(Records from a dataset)
○ ○ ○ ○

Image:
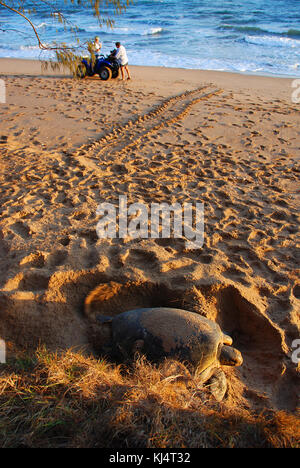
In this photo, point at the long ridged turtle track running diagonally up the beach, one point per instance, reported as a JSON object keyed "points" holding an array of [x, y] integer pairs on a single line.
{"points": [[131, 134]]}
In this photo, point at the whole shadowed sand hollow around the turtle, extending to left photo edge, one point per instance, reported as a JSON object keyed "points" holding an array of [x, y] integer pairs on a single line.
{"points": [[63, 315]]}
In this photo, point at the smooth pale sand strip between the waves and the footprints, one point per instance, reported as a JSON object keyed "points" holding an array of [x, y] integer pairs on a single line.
{"points": [[178, 79]]}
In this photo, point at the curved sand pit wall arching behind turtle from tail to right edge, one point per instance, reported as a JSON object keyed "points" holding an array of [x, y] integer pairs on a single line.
{"points": [[260, 340]]}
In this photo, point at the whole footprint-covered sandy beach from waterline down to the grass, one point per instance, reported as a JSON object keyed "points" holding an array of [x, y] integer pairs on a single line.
{"points": [[169, 135]]}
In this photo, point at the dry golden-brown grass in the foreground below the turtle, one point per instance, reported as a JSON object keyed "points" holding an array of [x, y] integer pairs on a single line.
{"points": [[69, 400]]}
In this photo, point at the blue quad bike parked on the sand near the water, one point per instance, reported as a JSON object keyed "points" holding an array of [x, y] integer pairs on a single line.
{"points": [[106, 67]]}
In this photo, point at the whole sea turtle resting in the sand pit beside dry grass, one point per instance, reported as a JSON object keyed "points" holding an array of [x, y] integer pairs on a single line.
{"points": [[174, 333]]}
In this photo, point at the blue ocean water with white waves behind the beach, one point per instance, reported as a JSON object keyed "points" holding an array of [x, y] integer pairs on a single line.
{"points": [[255, 36]]}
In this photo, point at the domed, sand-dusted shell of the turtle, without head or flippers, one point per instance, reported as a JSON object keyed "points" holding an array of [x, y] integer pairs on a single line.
{"points": [[167, 332]]}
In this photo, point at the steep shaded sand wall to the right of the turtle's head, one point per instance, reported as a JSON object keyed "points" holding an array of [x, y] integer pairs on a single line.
{"points": [[261, 342]]}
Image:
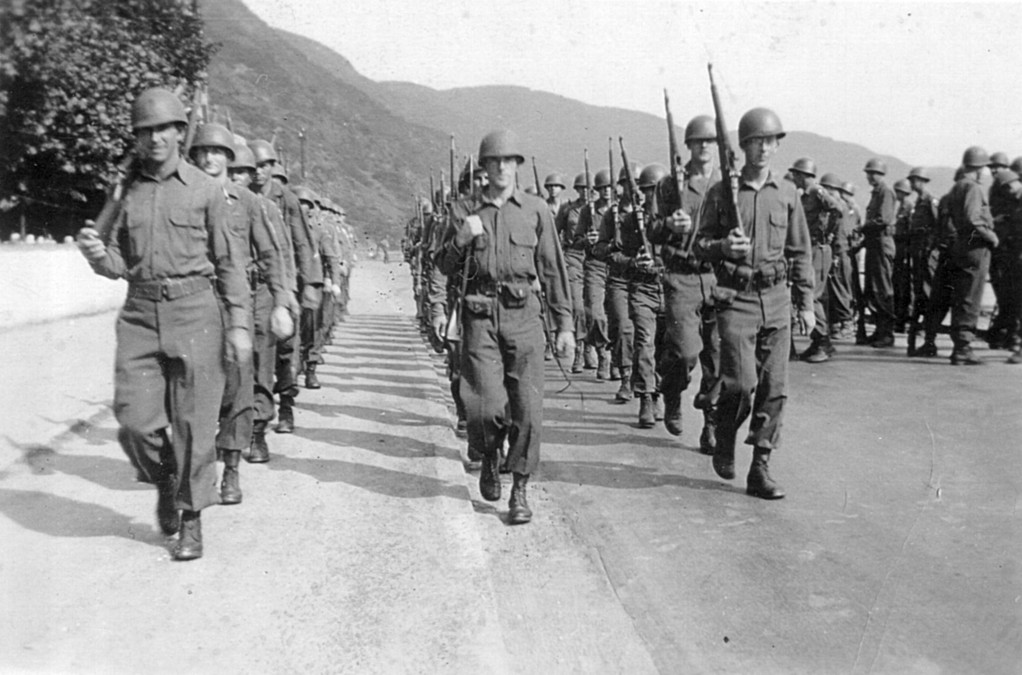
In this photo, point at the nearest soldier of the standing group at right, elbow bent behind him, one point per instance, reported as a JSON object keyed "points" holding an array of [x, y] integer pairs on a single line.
{"points": [[969, 255]]}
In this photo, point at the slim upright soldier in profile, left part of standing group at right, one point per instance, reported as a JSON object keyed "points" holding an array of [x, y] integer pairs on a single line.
{"points": [[878, 240]]}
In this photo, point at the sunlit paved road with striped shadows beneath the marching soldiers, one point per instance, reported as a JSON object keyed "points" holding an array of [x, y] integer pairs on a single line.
{"points": [[363, 547]]}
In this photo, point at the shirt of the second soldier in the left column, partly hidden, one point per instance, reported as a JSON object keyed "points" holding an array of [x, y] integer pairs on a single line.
{"points": [[250, 222]]}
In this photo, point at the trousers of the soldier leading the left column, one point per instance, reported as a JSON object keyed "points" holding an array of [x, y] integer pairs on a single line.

○ ○ ○ ○

# What the exercise asks
All of the entries above should be duplicated exactly, except for the pictures.

# Written response
Image:
In this photo, point at the long ridged turtle track running diagonally up the beach, one point per instance, reported as a JSON object keyed "points" holding an array of [x, y] integer pairs on a single line.
{"points": [[131, 134]]}
In this photo, point at the whole shadowed sand hollow around the turtle, extending to left photo edge, one point per instance, reported as a JSON object keyed "points" holding an array of [x, y] integer pairs on a single line.
{"points": [[63, 315]]}
In this photo, point at the smooth pale sand strip between the waves and the footprints, one point per instance, reported as a JSON object keyed "points" holding an array of [x, y] integer pairs on a single line.
{"points": [[178, 79]]}
In this photo, point at the curved sand pit wall arching behind turtle from tail to right edge, one point per instance, reported as a JSON object keyed "points" holding an array of [x, y] integer pairs on a single line.
{"points": [[260, 340]]}
In this photo, point at the whole footprint-covered sandy beach from waterline down to the grass, one point per instance, reported as a JSON object keyed "points" holding an array of [x, y] integer pairs on a single line.
{"points": [[169, 135]]}
In this photo, point at the dry golden-brown grass in the foreground below the turtle, one point per instance, reported as a JSON object keyed "points" holding an array of [x, y] integer pairs on a single line.
{"points": [[69, 400]]}
In this photo, point at the blue quad bike parked on the sand near the water, one point per instance, reported as a JSON object keyed "points" holding an array of [x, y] integer pairs on a single line.
{"points": [[106, 67]]}
In this photo, point at the whole sea turtle resting in the sand pit beside dry grass, one point per instance, reported as a JSON object keyed "points" holding an array of [x, y] integer pairs on a single line.
{"points": [[174, 333]]}
In this photo, point at the blue ocean water with white waves behind the beach, one point per instance, reported as a JSON object keyed "points" holding an array of [x, y] integer pairs on a single line.
{"points": [[255, 36]]}
In this photo, point at the domed, sand-dusted shell of the turtle, without head or flippers, one point per instance, reported as a JSON object keyed "points" holding an array of [x, y] integer pairs on a single line.
{"points": [[167, 332]]}
In this photo, point at the steep shaded sand wall to the right of the turtle's head, one point per instance, reported as a JSON object keyed "points" holding an array of [x, y] integer pairs on a single line.
{"points": [[261, 342]]}
Image:
In this photo, point at the nearest soldier of the standing group at right, elbow bent behind him, one point per instance, reported as a JSON object keyed "points" holding an array of [x, y] integer pairs on a single line.
{"points": [[969, 255]]}
In this photo, point at the slim upright soldier in profile, left part of standing group at right, one point per instance, reported as a JSON object keyed "points" holding an array of [x, y] integer pairs on a single line.
{"points": [[878, 240]]}
In this photo, point at the sunlit paved road with striped shadows beneath the marching soldiers, one point per instance, reported as a JSON object keyed "points" holding an array of [x, y] integer pairs on a single line.
{"points": [[363, 547]]}
In this photo, point at the shirt of the second soldier in the left column, partly hidden, one point per instance, reported as a JSON object keyed "points" holding an array of [x, y] integer pairs on a single line.
{"points": [[250, 222]]}
In this photo, point at the trousers of the soldier leading the left column, one point per instance, reported as a JSON object keyed "points" holding an array of [x, y] integer pairs on a single line.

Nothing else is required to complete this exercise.